Task instructions: Express the records below as a two-column CSV with the header input,output. Each record gets one row with its text and its answer, each in a single quoted field with line breaks replaced by spaces.

--- START ---

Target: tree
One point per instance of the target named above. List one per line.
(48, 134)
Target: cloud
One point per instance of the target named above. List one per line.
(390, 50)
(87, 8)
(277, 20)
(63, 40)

--- END ---

Solution to this task:
input,output
"Target: tree One point per instance of the target named above. List one per line.","(48, 134)"
"Target: cloud One point per instance of the target named above. List one per line.","(390, 50) (87, 8) (277, 20) (63, 40)"